● PROVIDED ENTRIES:
━━━━━━━━━━━━━━━━━━━━
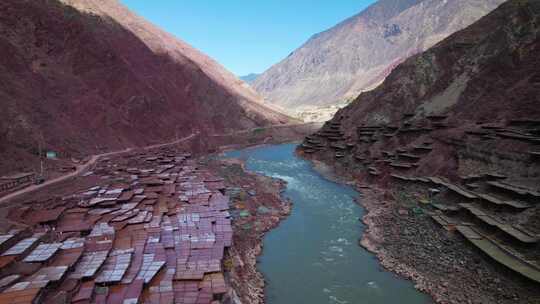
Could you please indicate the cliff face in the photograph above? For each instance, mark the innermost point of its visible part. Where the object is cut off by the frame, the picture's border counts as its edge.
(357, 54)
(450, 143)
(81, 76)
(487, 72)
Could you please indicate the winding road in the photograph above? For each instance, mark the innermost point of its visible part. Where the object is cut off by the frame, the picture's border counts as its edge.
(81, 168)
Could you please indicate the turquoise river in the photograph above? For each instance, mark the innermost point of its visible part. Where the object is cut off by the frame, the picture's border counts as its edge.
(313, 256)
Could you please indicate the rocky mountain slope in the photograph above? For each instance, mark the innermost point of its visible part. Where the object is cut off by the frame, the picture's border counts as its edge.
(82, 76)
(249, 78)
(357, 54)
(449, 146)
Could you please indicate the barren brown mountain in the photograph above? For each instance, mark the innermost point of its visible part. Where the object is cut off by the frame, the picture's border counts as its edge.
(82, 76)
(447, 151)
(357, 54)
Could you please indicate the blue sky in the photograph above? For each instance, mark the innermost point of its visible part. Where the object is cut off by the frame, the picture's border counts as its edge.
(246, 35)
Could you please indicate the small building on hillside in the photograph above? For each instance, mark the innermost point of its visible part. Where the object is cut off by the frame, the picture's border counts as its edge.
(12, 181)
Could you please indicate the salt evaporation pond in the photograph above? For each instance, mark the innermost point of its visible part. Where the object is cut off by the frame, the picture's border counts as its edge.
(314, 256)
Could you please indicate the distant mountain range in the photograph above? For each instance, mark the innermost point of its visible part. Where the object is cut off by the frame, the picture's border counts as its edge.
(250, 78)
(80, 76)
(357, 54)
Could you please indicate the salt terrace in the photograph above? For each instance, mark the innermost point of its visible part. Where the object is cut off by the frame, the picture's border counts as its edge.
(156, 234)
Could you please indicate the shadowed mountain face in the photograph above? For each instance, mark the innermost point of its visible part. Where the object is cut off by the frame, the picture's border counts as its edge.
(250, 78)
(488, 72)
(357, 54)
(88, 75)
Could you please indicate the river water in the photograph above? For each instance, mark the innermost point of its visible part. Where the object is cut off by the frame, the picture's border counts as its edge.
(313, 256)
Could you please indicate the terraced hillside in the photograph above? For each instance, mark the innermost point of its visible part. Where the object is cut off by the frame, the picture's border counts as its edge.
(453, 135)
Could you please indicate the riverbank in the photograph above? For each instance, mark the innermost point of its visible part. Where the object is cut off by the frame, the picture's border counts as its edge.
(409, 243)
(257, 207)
━━━━━━━━━━━━━━━━━━━━
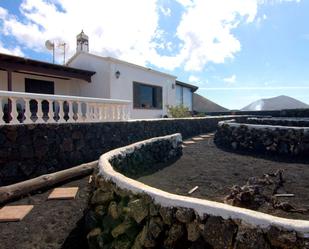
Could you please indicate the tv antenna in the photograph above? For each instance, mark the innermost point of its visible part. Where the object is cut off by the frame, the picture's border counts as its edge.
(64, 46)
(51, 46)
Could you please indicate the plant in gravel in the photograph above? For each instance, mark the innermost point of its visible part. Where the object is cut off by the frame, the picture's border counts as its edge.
━━━━━━━━━━━━━━━━━━━━
● TASK DIRECTIONS: Please retype the lines of the material above word for word, starting at the line containing "Could you please indicate the tv" and ending at the line containing "Could you please indicate the plant", with both of those lines included.

● RIGHT ANSWER:
Could you please indicate the tv antenna in the photograph above? For each instance, mark the innermost point of its visible part. Where the object is cut off by the frame, the picture's border counts as its edge.
(64, 46)
(51, 46)
Could you please indicate the plant in gravel in the photograph above? For each instance, mark the innermost point of its visible part. Where the object is cut off by the frame, the picture's border counts as its edge.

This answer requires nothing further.